** Your objective **
Please reproduce the data below verbatim, starting at the beginning and stopping after the line that contains "M 267 144 L". Leave the pictures out of your output.

** start of Recorded information **

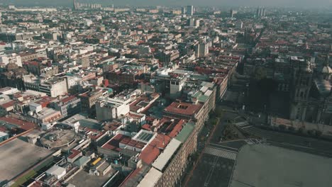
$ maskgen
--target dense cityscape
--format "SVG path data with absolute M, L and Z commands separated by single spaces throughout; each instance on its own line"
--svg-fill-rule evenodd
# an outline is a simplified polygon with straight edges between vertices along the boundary
M 0 4 L 0 186 L 331 186 L 331 18 Z

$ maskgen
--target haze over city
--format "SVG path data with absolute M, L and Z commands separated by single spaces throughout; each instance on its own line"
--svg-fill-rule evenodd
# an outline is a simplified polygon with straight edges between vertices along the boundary
M 0 187 L 332 186 L 331 0 L 0 0 Z
M 82 0 L 84 3 L 99 3 L 104 5 L 115 4 L 118 6 L 294 6 L 294 7 L 326 7 L 332 6 L 330 0 Z M 16 4 L 19 6 L 70 6 L 71 1 L 68 0 L 3 0 L 4 4 Z

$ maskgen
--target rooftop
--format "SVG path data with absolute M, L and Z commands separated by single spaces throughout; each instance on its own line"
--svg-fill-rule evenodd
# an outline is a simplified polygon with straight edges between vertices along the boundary
M 173 102 L 165 108 L 165 112 L 192 115 L 199 111 L 201 105 Z
M 267 144 L 245 145 L 230 187 L 331 186 L 332 159 Z

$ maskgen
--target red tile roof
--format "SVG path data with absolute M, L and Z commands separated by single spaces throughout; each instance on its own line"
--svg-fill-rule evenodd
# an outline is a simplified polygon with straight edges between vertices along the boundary
M 76 149 L 72 149 L 70 151 L 72 152 L 72 154 L 70 154 L 69 157 L 68 157 L 68 159 L 74 159 L 76 156 L 77 156 L 81 152 L 80 151 L 78 151 L 78 150 L 76 150 Z
M 17 126 L 19 128 L 25 130 L 28 130 L 35 128 L 35 124 L 21 120 L 18 120 L 11 117 L 1 117 L 0 120 Z
M 15 101 L 11 101 L 8 103 L 4 103 L 2 105 L 0 105 L 2 108 L 9 108 L 11 106 L 13 106 L 15 103 Z
M 168 113 L 178 113 L 186 115 L 192 115 L 199 111 L 201 105 L 191 104 L 187 103 L 173 102 L 169 106 L 165 108 L 165 110 Z
M 155 139 L 142 151 L 139 158 L 144 163 L 150 164 L 158 157 L 162 149 L 166 147 L 170 140 L 171 138 L 169 136 L 162 134 L 157 135 Z
M 121 140 L 123 139 L 128 138 L 131 139 L 131 137 L 128 136 L 118 134 L 115 137 L 111 138 L 110 140 L 109 140 L 109 142 L 105 143 L 103 146 L 101 146 L 101 147 L 106 149 L 120 152 L 121 150 L 121 149 L 119 147 L 120 142 L 121 142 Z

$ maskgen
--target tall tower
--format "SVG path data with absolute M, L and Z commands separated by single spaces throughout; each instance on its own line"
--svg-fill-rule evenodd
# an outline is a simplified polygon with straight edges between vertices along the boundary
M 308 98 L 312 84 L 313 71 L 309 61 L 299 57 L 291 57 L 292 68 L 290 91 L 290 119 L 306 119 Z
M 187 6 L 187 15 L 188 16 L 194 15 L 194 6 L 189 5 Z
M 77 10 L 77 4 L 76 4 L 76 0 L 72 0 L 72 8 L 73 10 Z

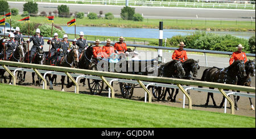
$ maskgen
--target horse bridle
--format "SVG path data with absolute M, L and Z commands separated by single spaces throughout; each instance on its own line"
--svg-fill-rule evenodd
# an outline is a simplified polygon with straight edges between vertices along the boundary
M 23 46 L 22 46 L 22 45 L 19 45 L 19 46 L 18 46 L 18 47 L 20 47 L 22 48 L 22 53 L 23 53 L 23 57 L 24 57 L 24 51 L 23 51 Z M 17 48 L 18 48 L 18 47 L 17 47 Z M 15 51 L 16 51 L 16 50 L 15 50 Z M 20 57 L 20 57 L 20 54 L 19 54 L 19 58 L 20 58 Z M 19 58 L 19 59 L 17 59 L 17 58 L 15 58 L 14 53 L 14 54 L 13 54 L 13 58 L 14 58 L 16 60 L 17 60 L 18 62 L 19 62 L 19 61 L 20 61 Z
M 242 61 L 241 63 L 239 63 L 237 66 L 238 66 L 238 70 L 240 72 L 239 76 L 242 77 L 242 72 L 246 72 L 245 68 L 245 63 L 243 63 L 243 61 Z
M 192 65 L 192 72 L 193 73 L 194 73 L 195 72 L 197 72 L 199 67 L 199 65 L 197 63 L 193 63 L 193 64 Z
M 249 69 L 250 70 L 250 73 L 251 73 L 251 71 L 253 72 L 252 74 L 253 74 L 253 76 L 255 76 L 255 63 L 254 62 L 250 63 L 250 64 L 248 65 Z M 251 69 L 253 69 L 253 70 L 251 70 Z
M 177 62 L 175 64 L 174 64 L 174 67 L 177 67 L 177 70 L 178 71 L 178 75 L 177 75 L 177 77 L 179 78 L 181 77 L 181 75 L 180 75 L 182 69 L 183 69 L 183 67 L 182 66 L 182 63 L 180 61 Z

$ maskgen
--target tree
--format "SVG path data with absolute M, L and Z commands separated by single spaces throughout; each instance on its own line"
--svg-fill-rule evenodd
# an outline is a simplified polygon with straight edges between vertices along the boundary
M 38 3 L 36 2 L 28 2 L 23 5 L 23 12 L 27 11 L 30 14 L 38 14 Z M 31 15 L 32 16 L 36 16 L 35 15 Z
M 19 14 L 19 10 L 17 8 L 11 9 L 11 15 L 17 15 Z
M 133 15 L 133 20 L 135 21 L 142 21 L 143 17 L 139 14 L 135 14 Z
M 135 8 L 128 6 L 124 7 L 121 9 L 121 17 L 124 20 L 131 20 L 133 19 L 133 15 L 135 14 Z
M 9 5 L 7 1 L 0 1 L 0 12 L 1 15 L 3 15 L 6 13 L 9 13 L 10 12 Z
M 67 5 L 58 6 L 59 16 L 69 18 L 69 8 Z

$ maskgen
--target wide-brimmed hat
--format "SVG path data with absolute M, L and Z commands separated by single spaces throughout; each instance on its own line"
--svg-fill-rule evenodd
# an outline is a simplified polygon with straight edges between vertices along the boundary
M 68 35 L 67 34 L 64 34 L 63 35 L 63 38 L 68 38 Z
M 107 43 L 110 43 L 111 42 L 111 40 L 110 40 L 110 38 L 108 38 L 106 41 L 107 41 Z
M 84 36 L 84 32 L 80 32 L 80 33 L 79 34 L 79 36 Z
M 100 43 L 100 40 L 98 40 L 98 39 L 97 39 L 96 41 L 95 41 L 95 43 Z
M 239 44 L 237 47 L 236 47 L 236 48 L 244 48 L 245 47 L 243 47 L 241 44 Z
M 179 46 L 186 46 L 184 44 L 184 42 L 181 41 L 180 42 L 180 44 L 178 45 Z
M 124 38 L 123 36 L 121 36 L 119 40 L 125 40 L 125 38 Z

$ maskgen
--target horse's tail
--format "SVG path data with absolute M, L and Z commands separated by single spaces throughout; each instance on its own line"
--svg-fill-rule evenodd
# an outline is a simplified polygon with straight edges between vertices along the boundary
M 203 72 L 202 77 L 201 77 L 200 81 L 205 81 L 205 76 L 207 76 L 207 72 L 208 71 L 209 68 L 205 69 Z M 199 86 L 199 88 L 203 88 L 201 86 Z

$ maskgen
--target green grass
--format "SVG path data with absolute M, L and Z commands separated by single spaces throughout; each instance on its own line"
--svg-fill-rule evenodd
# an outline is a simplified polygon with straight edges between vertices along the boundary
M 12 16 L 12 20 L 23 19 L 20 15 Z M 67 23 L 73 19 L 55 17 L 54 24 L 67 25 Z M 45 17 L 30 17 L 31 22 L 46 23 L 50 24 Z M 155 19 L 144 19 L 143 21 L 125 20 L 121 18 L 113 20 L 104 19 L 89 19 L 87 18 L 77 19 L 76 24 L 79 26 L 109 27 L 123 28 L 159 28 L 159 21 L 163 21 L 164 29 L 196 29 L 207 31 L 247 32 L 255 31 L 255 21 L 221 21 L 205 20 Z
M 255 128 L 255 118 L 0 84 L 0 127 Z

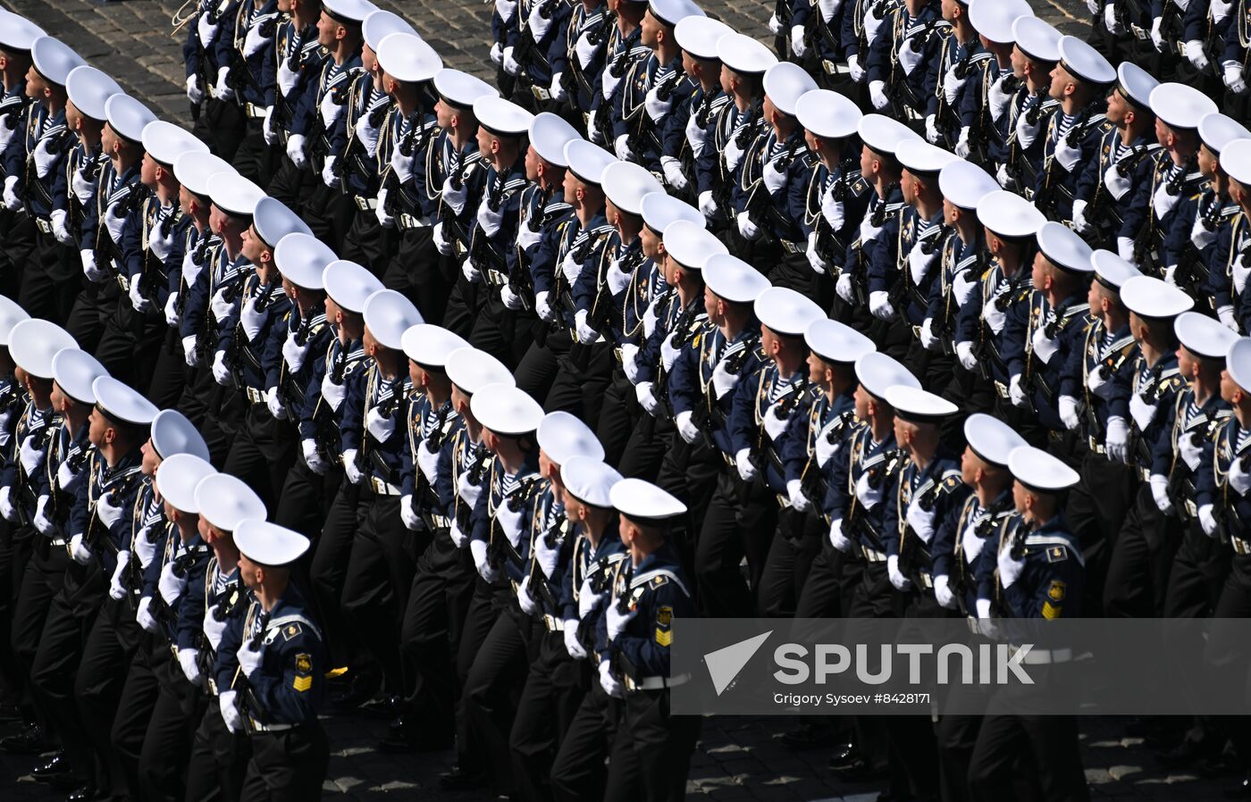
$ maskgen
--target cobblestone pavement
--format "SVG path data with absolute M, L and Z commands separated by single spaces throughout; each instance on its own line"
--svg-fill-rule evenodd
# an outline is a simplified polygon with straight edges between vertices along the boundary
M 194 1 L 194 0 L 193 0 Z M 488 20 L 490 6 L 473 0 L 375 0 L 409 20 L 443 55 L 448 66 L 489 78 Z M 113 75 L 134 96 L 171 121 L 189 120 L 183 94 L 181 43 L 170 35 L 176 0 L 0 0 L 78 50 Z M 706 1 L 709 14 L 744 33 L 763 35 L 772 13 L 761 0 Z M 1041 16 L 1066 33 L 1081 34 L 1086 18 L 1080 0 L 1033 0 Z M 342 716 L 328 719 L 334 752 L 327 797 L 349 799 L 478 799 L 487 794 L 448 793 L 437 776 L 452 768 L 452 751 L 410 757 L 383 754 L 374 742 L 383 727 L 377 719 Z M 687 783 L 692 799 L 822 799 L 872 802 L 877 788 L 849 786 L 827 768 L 822 749 L 792 752 L 778 737 L 792 727 L 782 718 L 708 718 Z M 1121 737 L 1118 722 L 1083 722 L 1083 758 L 1096 798 L 1205 802 L 1220 799 L 1232 782 L 1168 774 L 1156 769 L 1140 741 Z M 0 729 L 0 734 L 8 731 Z M 0 799 L 58 798 L 24 777 L 33 758 L 0 753 Z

** end of Recorded information **

** Result **
$ maskgen
--target dense cityscape
--format "SVG path data with absolute M, L and Z commands separated by single spaces throughout; each instance on its own line"
--svg-fill-rule evenodd
# an outline is a simplified polygon with straight edges between vertices along the boundary
M 0 4 L 0 186 L 331 186 L 331 18 Z

$ maskgen
--target haze over city
--format "SVG path data with absolute M, L and Z commands separated by single spaces throughout; each instance on its own line"
--svg-fill-rule evenodd
# an outline is a simplified polygon with straight edges between vertices along the boundary
M 0 187 L 332 186 L 331 0 L 0 0 Z
M 82 0 L 84 3 L 99 3 L 104 5 L 115 4 L 118 6 L 294 6 L 294 7 L 326 7 L 332 6 L 330 0 Z M 16 4 L 19 6 L 70 6 L 71 1 L 68 0 L 3 0 L 4 4 Z

$ maskgen
--target rooftop
--format "SVG path data with absolute M, L and Z commands separated by single spaces throughout; each instance on its own line"
--svg-fill-rule evenodd
# an outline is a simplified polygon with straight edges between vertices along the boundary
M 173 102 L 165 108 L 165 112 L 192 115 L 199 111 L 201 105 Z
M 267 144 L 245 145 L 230 187 L 331 186 L 332 159 Z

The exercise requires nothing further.